**Excerpted text**
** Start **

150 F.2d 334 | 2d Cir. | 1945
PAYMER
v.
COMMISSIONER OF INTERNAL REVENUE (two cases). WESTRICH REALTY CORPORATION et al. v. SAME. RAYMEP REALTY CORPORATION, Inc., et al. v. SAME.
Circuit Court of Appeals, Second Circuit.
*335 Sidney Paymer, of Jamaica, N. Y., for petitioners.
Samuel O. Clark, Jr., Asst. Atty. Gen., and Sewall Key, Robert N. Anderson, and S. Dee Hanson, Sp. Asst. to Atty. Gen., for respondent.
Before L. HAND, SWAN, and CHASE, Circuit Judges.
CHASE, Circuit Judge.
These four petitions, which were consolidated for hearing, require us to decide whether the 1938 net income of certain real estate was taxable to the petitioning corporations each of whom held the title to a part of it, or to the petitioning individuals who owned all the stock of the two corporations. And, if the corporations are taxable on the income, whether their failure to file income and excess profits returns made them liable for a penalty. The Commissioner determined that the corporations were taxable and also that the individuals, to whom the income was paid directly by the lessees of the property, were taxable on the amounts each received on the theory that what was done was the equivalent of dividend distributions by the corporations. He also assessed a penalty against each corporation. The Tax Court affirmed.
The individual petitioners are two brothers, who have been in partnership for many years under the name of Paymer Bros., owning partnership property which has in part been real estate that they improved and managed. Because Samuel had become the co-signer on a note and the guarantor *336 of an account both of which were overdue in 1932, it was then thought that he might be sued by creditors and the partnership property attached. To avoid that, if possible, the partners in that year organized Raymep Realty Corp., Inc. and Westrich Realty Corp., two New York corporations which were given broad powers to own, manage and dispose of real estate and conveyed to each of them a parcel of income-producing real estate in New York City. The conveyance to Raymep was in 1932 and was made directly by the partners. That to Westrich was conveyed first by the partners to Paymer Bros. Realty Corp. Inc., a corporation wholly owned by them, and was then by it deeded to Westrich. In each instance, each of the two partners received half of the stock of the grantee in exchange for the property. The minutes of a meeting of directors and stockholders of each grantee held about the time the property was deeded to it contain the following statement:
"The said conveyance was and is made with the express understanding that the corporation is only to hold title to the property, the beneficial interest and profits to be in the individual stockholders and the management and control of the property to be exclusively theirs. It is understood and agreed that this corporation was only organized for the convenience of the shareholders in the management thereof."

** End **

Reproduce the court opinion from "CHASE, Circuit Judge." to "Tax Court affirmed.", word for word. The items that come next were drawn from a separate source.

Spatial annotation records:
** Start **

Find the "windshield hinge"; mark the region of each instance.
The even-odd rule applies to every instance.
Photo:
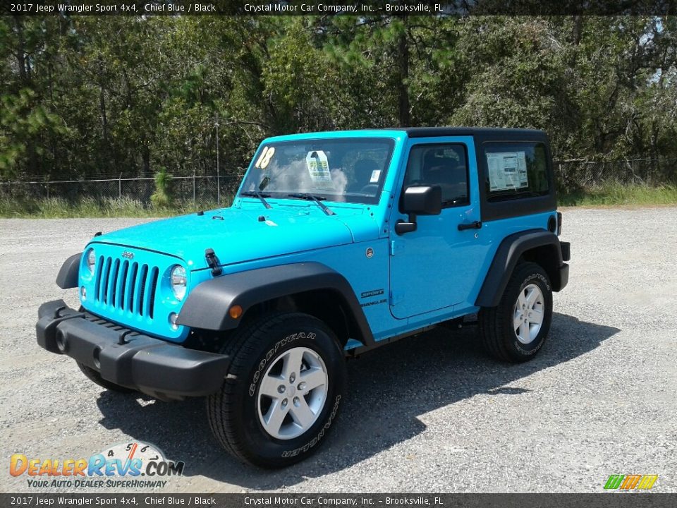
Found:
[[[205,258],[207,258],[207,264],[212,269],[212,274],[214,277],[221,275],[223,273],[223,269],[219,266],[219,258],[214,252],[214,249],[207,249],[205,250]]]

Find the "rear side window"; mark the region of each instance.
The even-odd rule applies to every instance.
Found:
[[[489,202],[547,195],[547,152],[539,143],[487,143],[486,195]]]

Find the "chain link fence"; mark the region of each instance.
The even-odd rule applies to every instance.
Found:
[[[561,193],[594,189],[609,183],[648,186],[677,185],[677,159],[628,159],[593,162],[583,159],[555,161],[555,176]],[[228,202],[239,186],[242,174],[216,176],[171,176],[171,195],[183,205]],[[51,198],[75,202],[83,198],[132,199],[150,204],[155,191],[153,178],[119,175],[88,180],[0,181],[0,198],[36,200]]]
[[[171,176],[171,195],[181,204],[228,202],[238,189],[241,175],[219,176]],[[96,200],[135,200],[150,205],[155,192],[153,178],[97,178],[90,180],[57,180],[0,182],[0,198],[30,201],[59,198],[75,202],[83,198]]]
[[[594,189],[609,183],[676,185],[677,159],[623,159],[614,161],[555,161],[555,176],[564,192]]]

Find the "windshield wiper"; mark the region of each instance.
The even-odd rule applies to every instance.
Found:
[[[322,202],[322,200],[326,200],[327,198],[324,196],[318,196],[315,194],[309,194],[307,193],[298,193],[296,194],[287,194],[290,198],[296,198],[297,199],[305,199],[308,200],[309,201],[315,201],[322,209],[322,212],[326,213],[327,215],[336,215],[336,214],[330,210],[329,207]]]
[[[252,198],[258,198],[260,200],[261,200],[261,202],[263,203],[263,205],[266,207],[266,208],[272,208],[270,204],[267,201],[266,201],[266,199],[265,199],[266,198],[270,198],[270,194],[264,194],[263,193],[260,193],[258,190],[251,190],[251,191],[248,190],[246,192],[240,193],[240,195],[248,196]]]

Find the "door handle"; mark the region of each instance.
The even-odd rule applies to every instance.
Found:
[[[482,229],[482,221],[458,224],[458,231],[465,231],[465,229]]]

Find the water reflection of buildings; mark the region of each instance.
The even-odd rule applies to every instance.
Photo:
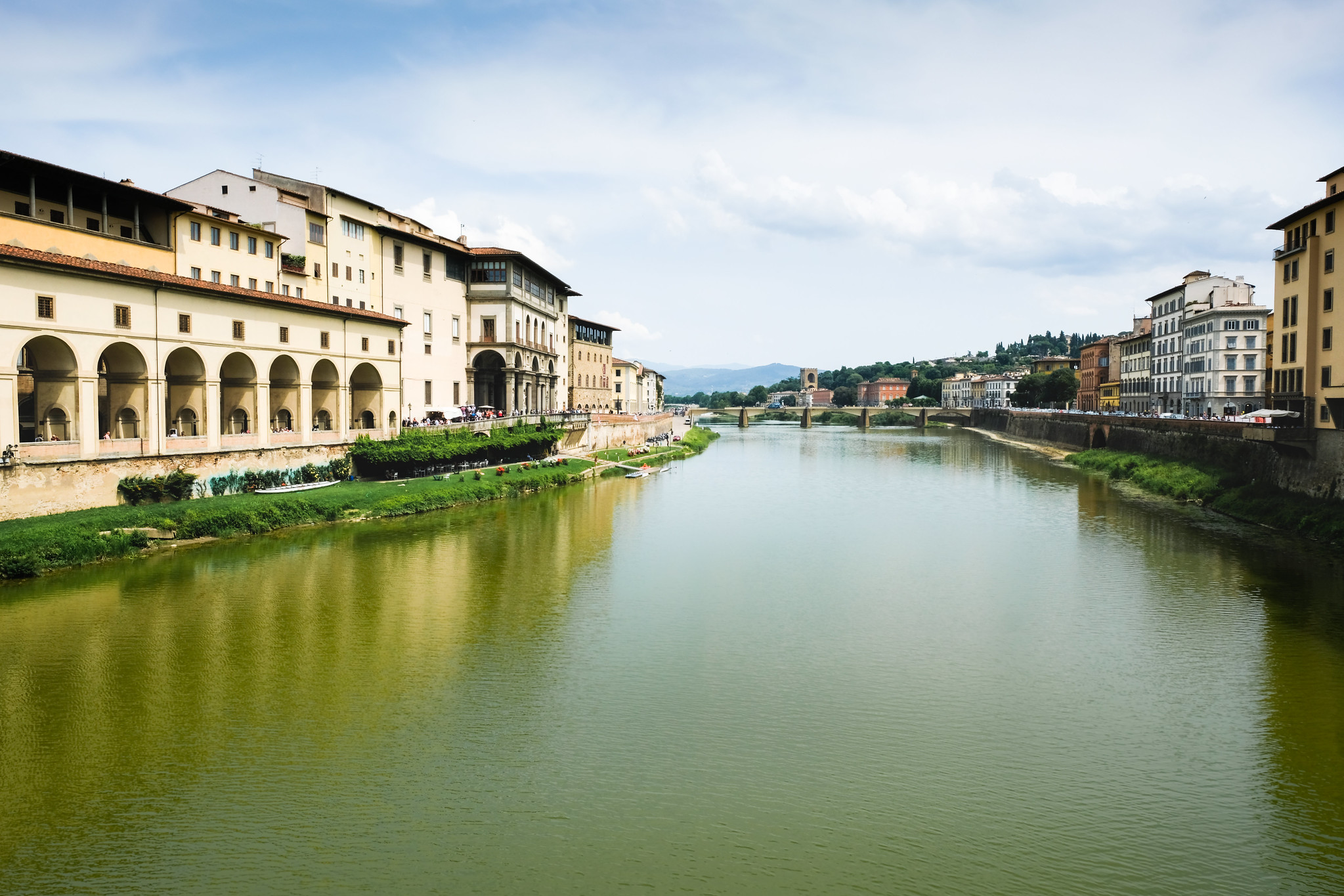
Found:
[[[0,875],[40,891],[89,856],[142,856],[165,819],[191,823],[183,797],[211,775],[355,774],[360,743],[449,712],[481,664],[505,673],[473,700],[535,701],[570,583],[637,497],[597,482],[7,588]]]

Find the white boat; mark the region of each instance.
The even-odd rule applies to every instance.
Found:
[[[328,485],[336,485],[340,480],[332,480],[331,482],[300,482],[298,485],[280,485],[274,489],[257,489],[254,494],[288,494],[290,492],[312,492],[313,489],[325,489]]]

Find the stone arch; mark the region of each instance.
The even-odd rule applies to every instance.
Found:
[[[55,336],[35,336],[19,349],[19,441],[73,442],[78,438],[79,360]]]
[[[270,363],[270,429],[293,430],[298,419],[298,364],[289,355]]]
[[[474,404],[503,407],[504,367],[504,356],[493,349],[485,349],[476,355],[472,360],[474,394],[470,396]]]
[[[349,375],[351,429],[374,430],[383,415],[383,376],[378,368],[363,361]]]
[[[204,435],[206,363],[195,349],[176,348],[164,361],[164,429],[169,437]]]
[[[219,365],[219,422],[224,435],[255,430],[257,365],[243,352],[230,353]]]
[[[340,372],[329,359],[313,364],[313,419],[314,433],[327,433],[340,419]]]
[[[98,433],[114,439],[141,438],[149,408],[149,367],[130,343],[113,343],[98,356]],[[128,414],[129,411],[129,414]]]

** End **

**Answer below**
CHASE, Circuit Judge.
These four petitions, which were consolidated for hearing, require us to decide whether the 1938 net income of certain real estate was taxable to the petitioning corporations each of whom held the title to a part of it, or to the petitioning individuals who owned all the stock of the two corporations. And, if the corporations are taxable on the income, whether their failure to file income and excess profits returns made them liable for a penalty. The Commissioner determined that the corporations were taxable and also that the individuals, to whom the income was paid directly by the lessees of the property, were taxable on the amounts each received on the theory that what was done was the equivalent of dividend distributions by the corporations. He also assessed a penalty against each corporation. The Tax Court affirmed.